REQUEST -> Pull out each line of the material below that contains the word "wooden" and list those lines unchanged.

***** SUPPLIED DATA

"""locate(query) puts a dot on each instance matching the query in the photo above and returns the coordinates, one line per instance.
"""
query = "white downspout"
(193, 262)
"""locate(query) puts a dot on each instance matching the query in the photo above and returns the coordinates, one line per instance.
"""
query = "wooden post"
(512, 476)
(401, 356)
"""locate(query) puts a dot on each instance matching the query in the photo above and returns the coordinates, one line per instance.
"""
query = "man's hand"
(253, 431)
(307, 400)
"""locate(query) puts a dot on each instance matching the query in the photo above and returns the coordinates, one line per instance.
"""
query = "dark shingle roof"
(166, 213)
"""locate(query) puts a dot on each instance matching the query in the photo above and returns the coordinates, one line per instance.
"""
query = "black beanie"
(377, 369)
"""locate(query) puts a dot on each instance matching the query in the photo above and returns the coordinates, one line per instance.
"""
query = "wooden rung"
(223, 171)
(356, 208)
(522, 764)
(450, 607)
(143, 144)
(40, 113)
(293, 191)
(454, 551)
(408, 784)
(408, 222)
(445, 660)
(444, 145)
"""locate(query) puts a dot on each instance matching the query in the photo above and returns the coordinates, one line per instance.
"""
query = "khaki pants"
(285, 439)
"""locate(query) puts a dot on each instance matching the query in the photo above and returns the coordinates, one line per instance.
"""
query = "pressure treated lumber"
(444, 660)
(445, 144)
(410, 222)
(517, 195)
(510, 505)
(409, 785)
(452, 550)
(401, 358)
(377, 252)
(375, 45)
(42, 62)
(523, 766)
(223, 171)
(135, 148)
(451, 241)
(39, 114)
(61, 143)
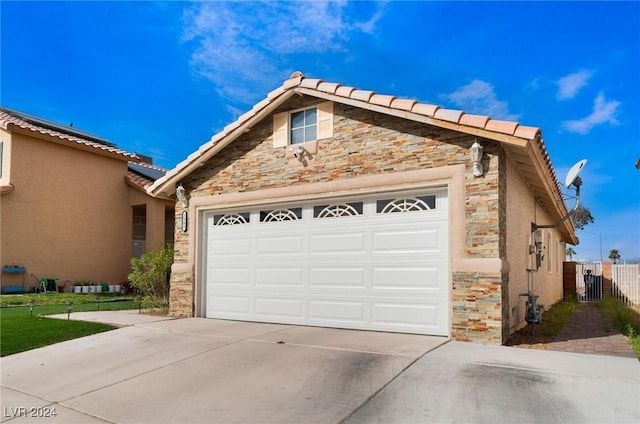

**********

EXERCISE RESPONSE ->
query = "wooden post"
query = "wooden rung"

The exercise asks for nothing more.